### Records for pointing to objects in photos
▼
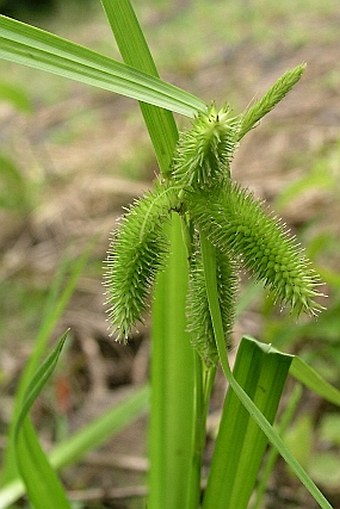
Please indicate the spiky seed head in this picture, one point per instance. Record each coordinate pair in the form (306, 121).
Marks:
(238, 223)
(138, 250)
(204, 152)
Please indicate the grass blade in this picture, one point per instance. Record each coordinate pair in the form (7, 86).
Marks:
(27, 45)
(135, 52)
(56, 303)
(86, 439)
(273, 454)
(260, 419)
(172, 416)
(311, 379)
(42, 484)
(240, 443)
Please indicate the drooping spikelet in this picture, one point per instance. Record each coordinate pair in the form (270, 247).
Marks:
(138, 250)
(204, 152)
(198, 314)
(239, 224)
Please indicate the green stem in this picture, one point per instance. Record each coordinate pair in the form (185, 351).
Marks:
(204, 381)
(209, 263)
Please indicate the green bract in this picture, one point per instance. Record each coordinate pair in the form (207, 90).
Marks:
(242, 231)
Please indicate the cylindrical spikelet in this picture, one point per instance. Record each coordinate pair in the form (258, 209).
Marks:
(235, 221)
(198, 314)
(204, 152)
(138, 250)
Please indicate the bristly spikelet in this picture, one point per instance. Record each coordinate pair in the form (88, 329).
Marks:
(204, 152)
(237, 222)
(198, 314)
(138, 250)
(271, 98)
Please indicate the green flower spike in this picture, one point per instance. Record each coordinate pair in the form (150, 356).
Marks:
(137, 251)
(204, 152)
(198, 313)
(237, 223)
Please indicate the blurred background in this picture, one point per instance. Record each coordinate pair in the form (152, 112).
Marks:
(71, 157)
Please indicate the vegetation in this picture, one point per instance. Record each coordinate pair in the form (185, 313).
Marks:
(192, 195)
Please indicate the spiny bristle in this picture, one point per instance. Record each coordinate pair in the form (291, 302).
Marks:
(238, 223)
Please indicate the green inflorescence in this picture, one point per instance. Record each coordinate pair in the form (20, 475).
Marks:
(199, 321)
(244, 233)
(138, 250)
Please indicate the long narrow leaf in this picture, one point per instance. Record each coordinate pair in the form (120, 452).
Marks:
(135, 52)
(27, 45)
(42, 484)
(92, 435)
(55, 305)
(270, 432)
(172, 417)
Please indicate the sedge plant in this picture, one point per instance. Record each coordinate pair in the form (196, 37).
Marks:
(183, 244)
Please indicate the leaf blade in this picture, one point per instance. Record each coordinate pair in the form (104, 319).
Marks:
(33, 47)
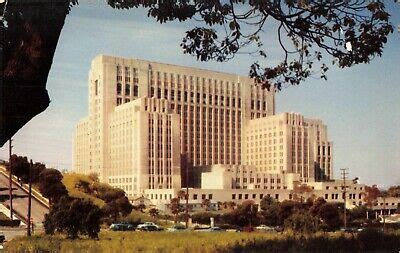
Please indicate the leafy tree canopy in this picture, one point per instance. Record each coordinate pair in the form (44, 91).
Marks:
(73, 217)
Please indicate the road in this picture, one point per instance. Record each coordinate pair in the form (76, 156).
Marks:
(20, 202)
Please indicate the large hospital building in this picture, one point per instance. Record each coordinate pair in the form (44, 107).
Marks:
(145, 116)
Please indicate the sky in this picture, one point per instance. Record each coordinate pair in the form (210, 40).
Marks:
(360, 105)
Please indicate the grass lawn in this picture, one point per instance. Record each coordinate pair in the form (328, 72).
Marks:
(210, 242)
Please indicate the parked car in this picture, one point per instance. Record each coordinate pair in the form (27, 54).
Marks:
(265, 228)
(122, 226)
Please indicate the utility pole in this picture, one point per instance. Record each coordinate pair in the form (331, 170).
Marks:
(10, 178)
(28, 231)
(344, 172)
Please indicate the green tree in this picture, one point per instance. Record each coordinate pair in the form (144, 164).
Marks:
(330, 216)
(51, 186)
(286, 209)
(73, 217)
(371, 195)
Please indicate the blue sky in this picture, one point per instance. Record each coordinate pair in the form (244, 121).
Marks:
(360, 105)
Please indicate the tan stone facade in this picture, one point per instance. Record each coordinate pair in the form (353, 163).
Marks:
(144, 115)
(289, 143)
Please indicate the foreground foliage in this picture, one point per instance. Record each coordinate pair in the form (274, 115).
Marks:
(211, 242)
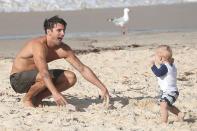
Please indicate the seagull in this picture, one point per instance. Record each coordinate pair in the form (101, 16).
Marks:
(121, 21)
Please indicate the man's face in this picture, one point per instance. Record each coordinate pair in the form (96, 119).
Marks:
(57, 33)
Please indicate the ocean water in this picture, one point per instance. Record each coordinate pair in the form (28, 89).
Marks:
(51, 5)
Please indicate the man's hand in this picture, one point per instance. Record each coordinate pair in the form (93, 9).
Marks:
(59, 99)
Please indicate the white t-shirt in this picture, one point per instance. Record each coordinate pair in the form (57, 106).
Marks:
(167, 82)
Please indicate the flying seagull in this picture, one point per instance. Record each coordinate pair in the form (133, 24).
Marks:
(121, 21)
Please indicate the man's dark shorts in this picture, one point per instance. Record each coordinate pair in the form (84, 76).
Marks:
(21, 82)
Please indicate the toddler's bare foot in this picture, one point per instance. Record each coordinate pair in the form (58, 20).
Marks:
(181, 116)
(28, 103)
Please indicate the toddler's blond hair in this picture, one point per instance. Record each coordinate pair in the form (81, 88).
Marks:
▲
### WORK TO COMPLETE
Reproduce every line of the material above without changing anything, but leave out the pictures.

### COMPLETE RESPONSE
Please indicate the spiky seed head in this picture, one point per instance. Record each coordinate pair in the form (306, 121).
Marks:
(238, 223)
(138, 250)
(204, 152)
Please indicate the grass blade in this picture, one point per instance. Record each coordinate pair in the form (7, 86).
Marks:
(27, 45)
(135, 52)
(56, 303)
(86, 439)
(273, 454)
(260, 419)
(172, 416)
(311, 379)
(42, 484)
(240, 443)
Please indicate the drooping spikelet in this picture, one point per instance. Record each coordinate pair in the form (270, 247).
Marks:
(138, 250)
(204, 152)
(198, 314)
(239, 224)
Please indicate the green stem in this picture, one point per instance. Record each coordinate pair in the form (185, 351).
Marks:
(204, 381)
(209, 263)
Please indicate the green bract in this picture, one point per instance. Record each coordinate pair in the form (207, 90).
Marks:
(242, 231)
Please indicate the cylindrical spikelet in this picture, one point per instance. Record each coordinate pair in the form (258, 209).
Marks:
(235, 221)
(198, 314)
(204, 152)
(138, 250)
Please indicate the bristly spikelet in this picture, one point per instance. Record each coordinate pair in the form (88, 329).
Marks:
(204, 152)
(237, 222)
(198, 314)
(138, 250)
(271, 98)
Please indicate the green flower spike in this picture, one point per instance. Record each coordinate pair in the form (150, 356).
Marks:
(137, 251)
(204, 152)
(198, 313)
(237, 223)
Please indicate the blurred background in this picture, one point per instance. Record each coordinate pair in the form (152, 112).
Marks:
(71, 157)
Please indicate the vegetation in this picture, one point per instance. Record each coordinate pair in the form (185, 313).
Marks:
(192, 195)
Please indicate the spiny bristle in this picture, one point per instance. Record each coordinate pair in the form (291, 302).
Marks:
(238, 223)
Please indicate the green inflorescence in this picture, one point per instance. Record each coordinate pair in the form (20, 475).
Marks:
(199, 321)
(244, 233)
(138, 250)
Please indicate the long narrow leaf in this picture, one point per instance. Record each coordinate pair in the form (120, 452).
Marks:
(135, 52)
(27, 45)
(42, 484)
(92, 435)
(55, 305)
(270, 432)
(172, 417)
Please indicate the sedge plant in this picture, one point per instance. Record each coordinate pair in the form (196, 37).
Marks:
(183, 244)
Please indicate the leaf blade in this picture, one point per instance. Record each coordinate pair in the form (104, 319).
Marks:
(33, 47)
Please indicate the leafy tree canopy in this picture, one point per instance. Record each coordinate pair in the form (44, 91).
Marks:
(73, 217)
Please indicate the road in this picture, one point per instance. Record each coordinate pair in the form (76, 156).
Marks:
(20, 202)
Please indicate the large hospital building in this picture, one point per instance. Record each coordinate pair in the form (44, 107).
Marks:
(145, 116)
Please indicate the sky in this picture, one point per instance. Record each coordinate pair in the form (210, 40).
Marks:
(360, 105)
Please indicate the grass lawn in this picture, one point per instance. Record each coordinate pair in the form (328, 72).
Marks:
(210, 242)
Please indicate the parked car in this picture, one point per instance. Record each coordinate pair in the form (27, 54).
Marks:
(265, 228)
(122, 226)
Please indicate the utility pole in this picture, one point per instance. Record each coordinate pair in the form (331, 170).
Marks:
(10, 178)
(28, 231)
(344, 172)
Please indicate the green tree in this picture, one point per instance. Record each coordinate pair in the form (144, 164).
Marks:
(330, 216)
(51, 186)
(286, 209)
(73, 217)
(371, 195)
Please indicate the blue sky in this picture, one point per instance. Record each coordinate pair in the form (244, 121).
Marks:
(360, 105)
Please indicate the tan stone facade in this picture, one point per instance. Record each coordinate pair in the form (353, 163).
Marks:
(144, 115)
(289, 143)
Please indicate the foreground foliage in this picture, one point per instance. Record each coordinate pair in the form (274, 115).
Marks:
(211, 242)
Please indicate the seagull in this picture, one point per instance. Record each coordinate pair in the form (101, 16).
Marks:
(121, 21)
Please indicate the man's face in this picture, one point per instance. Record each coordinate pair in the form (96, 119).
Marks:
(57, 33)
Please indicate the ocean water in this picture, one point per instance. Record each coordinate pair in the form (28, 89).
Marks:
(51, 5)
Please indicate the man's hand in this picture, one point per instance. Record each coordinate pair in the form (93, 9).
Marks:
(59, 99)
Please indicate the white t-shirt in this picture, one point per instance. Record each coordinate pair in the form (57, 106).
Marks:
(167, 82)
Please indicate the flying seagull in this picture, one point per instance. Record each coordinate pair in the form (133, 24).
Marks:
(121, 21)
Please indicate the man's dark shorts in this picture, one point per instance. Record each coordinate pair in the form (84, 76).
Marks:
(21, 82)
Please indicate the toddler's bare foot in this picture, one point per instance. Record each coordinate pair in the form (58, 20).
Marks:
(181, 116)
(28, 103)
Please indicate the toddler's blond hair in this picture, one point per instance. Record each coordinate pair in the form (81, 88).
Marks:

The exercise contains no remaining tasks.